**EXCERPTED PASSAGE**
= = = =

DESPITE ADVANCES in antiretroviral therapy and improved prophylaxis, Pneumocystis carinii pneumonia (PCP) remains a frequent life-threatening opportunistic infection complicating human immunodeficiency virus infection and the acquired immunodeficiency syndrome (AIDS).1- 5 Indeed, despite a recent decline in AIDS incidence, the rate of human immunodeficiency virus infection is increasing,6 and PCP remains the most common AIDS-defining illness.7 Acute respiratory failure (ARF) complicates PCP in 5% to 30% of cases,8,9 usually requiring admission to the intensive care unit (ICU).10- 12 Because ARF in the setting of AIDS-related PCP has been reported frequently to have a poor prognosis and high in-hospital mortality,3,13,14 many have questioned the appropriateness of offering ICU care to these patients and have attempted to identify prognostic factors predictive of mortality.3,13,15,16 Although physiologic scores have been validated as predictive of in-hospital mortality,17 the clinical utility of such tools in assisting decision making is unclear.
Staikowsky and colleagues15 showed that mortality among patients who develop ARF after at least 5 days of maximal therapy with anti-PCP drugs and corticosteroids was significantly worse than that of patients with fewer than 5 days of previous maximal therapy. Duration of maximal therapy therefore may be a more clinically relevant variable in determining prognosis for AIDS-related ARF if this can be validated.
Decision making about critical care support for patients with PCP and ARF is also affected by the long-term prognosis of survivors because anticipated longevity may also affect the value patients place on critical care support. However, it is unclear whether the long-term survival of patients requiring ICU care is worse than that of patients not requiring such therapy. Although some studies have documented a worse long-term prognosis for patients requiring admission to the ICU than for patients who do not develop ARF,10,13,18 others have not found this,19- 23 and excellent potential long-term survival has been emphasized.24
Given the worsening prognosis of ARF complicating PCP in the modern era, determination of clinically relevant prognostic factors and long-term survival is important to help advise patients about therapeutic options. We undertook the present study to determine (1) predictors of short-term outcome (in-hospital mortality) and long-term survival in patients with AIDS-related PCP and ARF and (2) long-term survival for patients with AIDS-related PCP and ARF relative to those without ARF during the same period.
All patients with AIDS-related PCP who were admitted to St Paul's Hospital, Vancouver, British Columbia, between January 1, 1991, and September 30, 1996, were identified through a computerized search of hospital records. Patients were further identified who were admitted to the ICU for respiratory failure (whether or not mechanical ventilation was instituted) during the same period, and all such hospital charts were reviewed using a standardized case report form.

= = = =

(Stored records)

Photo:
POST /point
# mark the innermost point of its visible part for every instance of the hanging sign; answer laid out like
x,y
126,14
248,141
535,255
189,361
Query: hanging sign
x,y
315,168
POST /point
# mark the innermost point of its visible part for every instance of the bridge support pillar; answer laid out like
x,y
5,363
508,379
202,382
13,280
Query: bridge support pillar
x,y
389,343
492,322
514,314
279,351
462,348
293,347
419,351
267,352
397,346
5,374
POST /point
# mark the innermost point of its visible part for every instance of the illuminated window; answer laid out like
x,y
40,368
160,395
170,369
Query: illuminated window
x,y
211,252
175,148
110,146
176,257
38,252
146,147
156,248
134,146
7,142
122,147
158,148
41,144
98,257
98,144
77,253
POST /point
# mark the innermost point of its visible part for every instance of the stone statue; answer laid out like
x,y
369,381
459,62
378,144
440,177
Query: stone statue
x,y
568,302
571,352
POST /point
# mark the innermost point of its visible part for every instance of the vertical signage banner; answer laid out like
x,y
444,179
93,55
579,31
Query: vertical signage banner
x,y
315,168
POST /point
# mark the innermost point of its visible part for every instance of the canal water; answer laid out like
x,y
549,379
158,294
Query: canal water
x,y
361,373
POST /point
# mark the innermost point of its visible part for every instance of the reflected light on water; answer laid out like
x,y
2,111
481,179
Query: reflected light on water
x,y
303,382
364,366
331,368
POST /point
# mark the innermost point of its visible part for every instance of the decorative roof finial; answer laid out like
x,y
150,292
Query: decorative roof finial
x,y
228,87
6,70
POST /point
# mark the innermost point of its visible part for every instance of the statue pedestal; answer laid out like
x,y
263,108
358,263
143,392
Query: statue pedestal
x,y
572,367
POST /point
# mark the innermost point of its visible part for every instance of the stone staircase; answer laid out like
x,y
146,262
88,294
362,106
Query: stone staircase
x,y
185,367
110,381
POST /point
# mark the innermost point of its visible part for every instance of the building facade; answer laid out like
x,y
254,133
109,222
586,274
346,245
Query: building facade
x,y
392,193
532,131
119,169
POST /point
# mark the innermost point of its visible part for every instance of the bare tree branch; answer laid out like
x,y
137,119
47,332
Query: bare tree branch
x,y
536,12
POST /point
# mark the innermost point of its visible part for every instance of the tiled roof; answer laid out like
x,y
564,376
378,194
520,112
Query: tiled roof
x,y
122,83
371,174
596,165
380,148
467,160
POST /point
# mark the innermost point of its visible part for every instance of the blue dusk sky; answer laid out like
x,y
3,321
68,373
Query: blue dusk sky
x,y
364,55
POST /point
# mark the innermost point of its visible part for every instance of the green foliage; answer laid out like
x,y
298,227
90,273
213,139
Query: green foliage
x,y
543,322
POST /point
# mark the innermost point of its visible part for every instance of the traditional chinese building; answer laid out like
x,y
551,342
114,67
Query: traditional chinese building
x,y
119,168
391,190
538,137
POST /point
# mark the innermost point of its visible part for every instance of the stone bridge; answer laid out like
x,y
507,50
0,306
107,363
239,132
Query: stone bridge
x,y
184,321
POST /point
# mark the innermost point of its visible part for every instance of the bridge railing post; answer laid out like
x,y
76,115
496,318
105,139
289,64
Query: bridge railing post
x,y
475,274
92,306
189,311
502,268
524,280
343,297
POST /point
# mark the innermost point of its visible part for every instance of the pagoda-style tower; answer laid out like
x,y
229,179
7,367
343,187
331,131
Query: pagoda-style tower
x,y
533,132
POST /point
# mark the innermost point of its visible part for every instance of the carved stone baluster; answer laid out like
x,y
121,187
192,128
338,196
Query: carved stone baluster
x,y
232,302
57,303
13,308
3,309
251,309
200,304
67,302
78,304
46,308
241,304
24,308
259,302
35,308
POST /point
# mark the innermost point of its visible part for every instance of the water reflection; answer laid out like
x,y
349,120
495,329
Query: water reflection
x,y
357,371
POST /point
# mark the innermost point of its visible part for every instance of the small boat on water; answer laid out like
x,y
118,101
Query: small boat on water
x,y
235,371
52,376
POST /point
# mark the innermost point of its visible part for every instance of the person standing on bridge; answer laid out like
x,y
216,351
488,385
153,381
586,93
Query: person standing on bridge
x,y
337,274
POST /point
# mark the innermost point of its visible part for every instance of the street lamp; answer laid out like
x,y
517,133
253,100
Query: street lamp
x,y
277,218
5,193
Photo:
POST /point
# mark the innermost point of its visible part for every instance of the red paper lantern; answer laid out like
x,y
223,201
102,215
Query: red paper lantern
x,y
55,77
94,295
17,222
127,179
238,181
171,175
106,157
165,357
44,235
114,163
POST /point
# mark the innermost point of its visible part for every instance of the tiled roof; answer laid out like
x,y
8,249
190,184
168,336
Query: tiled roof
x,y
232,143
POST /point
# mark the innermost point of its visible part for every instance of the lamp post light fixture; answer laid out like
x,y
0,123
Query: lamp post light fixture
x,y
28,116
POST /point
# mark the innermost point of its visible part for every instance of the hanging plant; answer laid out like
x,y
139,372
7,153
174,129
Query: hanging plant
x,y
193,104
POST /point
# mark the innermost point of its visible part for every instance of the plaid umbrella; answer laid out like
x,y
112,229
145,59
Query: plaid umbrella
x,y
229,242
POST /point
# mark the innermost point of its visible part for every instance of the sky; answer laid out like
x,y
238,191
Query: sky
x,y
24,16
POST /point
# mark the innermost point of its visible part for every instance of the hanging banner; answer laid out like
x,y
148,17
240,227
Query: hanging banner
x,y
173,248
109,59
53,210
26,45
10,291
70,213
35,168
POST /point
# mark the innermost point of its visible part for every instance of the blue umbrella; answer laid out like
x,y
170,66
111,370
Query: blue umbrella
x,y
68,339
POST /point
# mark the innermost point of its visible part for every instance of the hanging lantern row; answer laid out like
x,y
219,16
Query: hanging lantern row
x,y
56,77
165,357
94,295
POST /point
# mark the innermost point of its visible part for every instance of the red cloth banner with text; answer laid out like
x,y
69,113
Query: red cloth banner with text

= = = =

**PROMPT 1**
Based on the excerpted passage on Pneumocystis pneumonia, state whether each statement agrees with the text: (a) PCP remains the most common AIDS-defining illness; (b) acute respiratory failure complicates PCP in more than half of cases; (c) the study's patients were admitted to St Paul's Hospital in Vancouver between 1991 and 1996. For each, answer yes or no and quote the deciding words.
**PROMPT 2**
In the excerpted passage on Pneumocystis pneumonia, how long must patients have received maximal therapy before developing ARF to fall into the group that Staikowsky and colleagues found had significantly worse mortality?
**PROMPT 3**
Reproduce the portion of the excerpted passage on Pneumocystis pneumonia that opens with the words containing "Staikowsky and colleagues15" and closes with "can be validated.".

**OUTPUT 1**
(a) Yes: "PCP remains the most common AIDS-defining illness"
(b) No: "Acute respiratory failure (ARF) complicates PCP in 5% to 30% of cases"
(c) Yes: "admitted to St Paul's Hospital, Vancouver, British Columbia, between January 1, 1991, and September 30, 1996"

**OUTPUT 2**
At least 5 days of maximal therapy with anti-PCP drugs and corticosteroids.

**OUTPUT 3**
Staikowsky and colleagues15 showed that mortality among patients who develop ARF after at least 5 days of maximal therapy with anti-PCP drugs and corticosteroids was significantly worse than that of patients with fewer than 5 days of previous maximal therapy. Duration of maximal therapy therefore may be a more clinically relevant variable in determining prognosis for AIDS-related ARF if this can be validated.